━━ ИЗБРАННЫЙ ОТРЫВОК ━━

Мы это наводнение изучили досконально в рамках имеющейся информации. Разные авторы предлагают разные способы оценивать повторяемость таких явлений. Интервал — от 100 до 250-300 лет. То есть один раз в сто лет по Пирсону, и один раз в 300 лет по Критскому и Менделю эти катаклизмы могут случаться.

А что было осенью на Амуре с точки зрения механизма и масштаба явления? В точности то же самое, что произошло в 2010 году. Только с другой географией. Почему произошло амурское наводнение? Потому что над северо-западной частью Тихого океана сформировался исключительно мощный блокирующий антициклон. Дальше пошли муссонные циклоны и из-за того, что были поставлены блоки, они распространялись не на обычную для себя территорию, а на территорию впятеро меньшую, то есть на бассейн Амура все попадало и проливалось над бассейном Амура, в Китае и в России соответственно.

А что было в 2010 году? Такой же примерно антициклон сформировался над европейской частью России, когда была жара 38 градусов, А где было наводнение? На окраине, там, где блок был поставлен, в Пакистане. Те же самые муссоны, в Пакистане было несколько тысяч жертв. А разница между 13-м и 10-м годом, это, простите, что — 300 лет или 100 лет? Вот и делайте выводы, связано ли такая частая повторяемость катаклизмов с деятельностью человека.

— Да, невеселые перспективы… Поучается, чем дальше, тем чаще и сильнее будут природные бедствия, их нельзя даже назвать в полной мере стихийными… Сколько нашей Земле осталось жить, если ничего не менять?

— Попытки ответа на этот вопрос — это гадание на кофейной гуще. Потому что мы говорим о переходном процессе. А наука не умеет прогнозировать переходные процессы. Мы можем прогнозировать только стационарные или квазистационарные процессы. То есть развитие, которых предопределено известным и оцененным прошлым. А переходные процессы — это результат событий, воздействие которых на реальность мы плохо себе представляем. И вот сейчас мы сталкиваемся с этим.

Поэтому, когда даже озабоченных судьбой человечества и окружающей среды людей спрашивают, сколько осталось, вот как вы спросили, то ответы бывают очень-очень разные. Минимум, меньше мне не приходилось слышать, это 100 лет, а максимум — это несколько тысяч лет. Но человек не может удовлетвориться таким ответом. Но лучше ответа сегодня дать нельзя. Можно только указать на интервал, но и левая и правая точки этого интервала — это гадание на кофейной гуще.

— И все-таки я хочу вернуться к России. Вы ни одно десятилетие занимаетесь темой экологии. Неужели нет позитивных изменений в плане грамотности, ответственного какого-то отношения у нас, людей?

━━━
━━ ФРАГМЕНТ НАБОРА ДАННЫХ ━━

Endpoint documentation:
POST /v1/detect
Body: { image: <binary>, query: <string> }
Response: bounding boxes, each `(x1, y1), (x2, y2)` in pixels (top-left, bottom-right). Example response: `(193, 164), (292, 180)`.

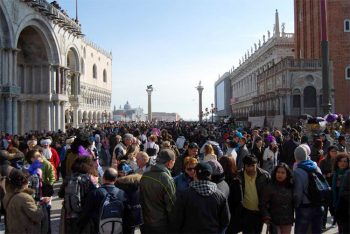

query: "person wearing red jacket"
(40, 138), (60, 180)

━━━

● ВАШИ ЗАДАНИЯ:
A: Соответствуют ли отрывку о наводнениях следующие утверждения? На каждое ответьте «да» или «нет» и дословно процитируйте слова текста, которые это решают.
(i) По Пирсону такие катаклизмы могут случаться раз в сто лет.
(ii) В 2010 году наводнение произошло в бассейне Амура.
(iii) Наука умеет прогнозировать переходные процессы.
B: Продолжите отрывок о наводнениях, начав сразу после его последней фразы.

● ОТВЕТЫ К ЗАДАНИЯМ:
A:
(i) Да: «один раз в сто лет по Пирсону».
(ii) Нет: «А где было наводнение? На окраине, там, где блок был поставлен, в Пакистане».
(iii) Нет: «А наука не умеет прогнозировать переходные процессы».

B:
— Что касается экологической активности населения, то она у нас находится почти на нуле. Вот сколько ни было попыток проникнуть в парламент каким-то экологическим или около экологическим партиям, они больше нескольких десятых процентов никогда не набирали. В той же Германии "зеленые" не только в парламенте сидят уже много-много лет, они и в правительственную коалицию иногда входят.

— Это говорит о поддержке населения, конечно. Но это и говорит об организации их работы.

— Когда вас не поддерживает население, вы многого не добьетесь. Вспомните Советский Союз, какая была замечательная ситуация? Когда у нас началась перестройка в 86-м году, то у нас начались какие-то послабления на предмет всевозможных запретов на политическую деятельность. Начались понемножку открываться какие-то форточки, щели. Так вот, первой форточкой, которую открыли, была экологическая. Населению разрешили говорить о том, что оно пьет грязную воду, дышит грязным воздухом, что дети, а то и взрослые болеют аллергией из-за выбросов предприятий по производству белково-витаминных концентратов и так далее. Первые митинги и первые демонстрации состоялись по экологическим поводам. Это было в Запорожье, в Нижнем Тагиле, в Приозерске Ленинградская область.

И все люди, которые жаждали политической активности, устремились в эту форточку. Они все стали заниматься экологией. Они все стали за нее, как бы, болеть. Но потом-то оказалось, что разрешается уже говорить: "Долой монополию КПСС!".

— Это стало гораздо более интересным...

— Да. И все забыли про экологию. Народных депутатов РСФСР было то ли 1020, то ли 1040. Так вот, среди них не было никого, у кого в программе предвыборной не было бы экологических слов. Они все были за экологию. Но когда их выбрали, и когда они стали заседать, и когда была принята декларация о независимости России, они все об этом забыли. И в результате, несмотря на то, что это в Верховном Совете был комитет по экологии, был принят Закон об охране окружающей среды, который действовал с 92-го года (и он действовал 12, что ли, лет), так, несмотря на это, из них только 29 человек хоть раз с трибуны сказали что-нибудь природоохранное или экологическое. Из 1020!

— Это какой-то феномен российский или что?

— Ну, конечно, это российский феномен, но он объясняется нашей историей. Он объясняется тоталитарной системой, закрытостью этого общества. Я говорю, это была первая форточка, из которой можно было дышать. Потом открылись все двери и окна. В эти двери и окна стало вылетать российское национальное богатство. И до сих пор летит.

— Но, тем не менее, есть экологические комиссии при строительстве, раньше никто даже не думал об этом. Но вы считаете, что ничего хорошего за эти 20 лет не произошло?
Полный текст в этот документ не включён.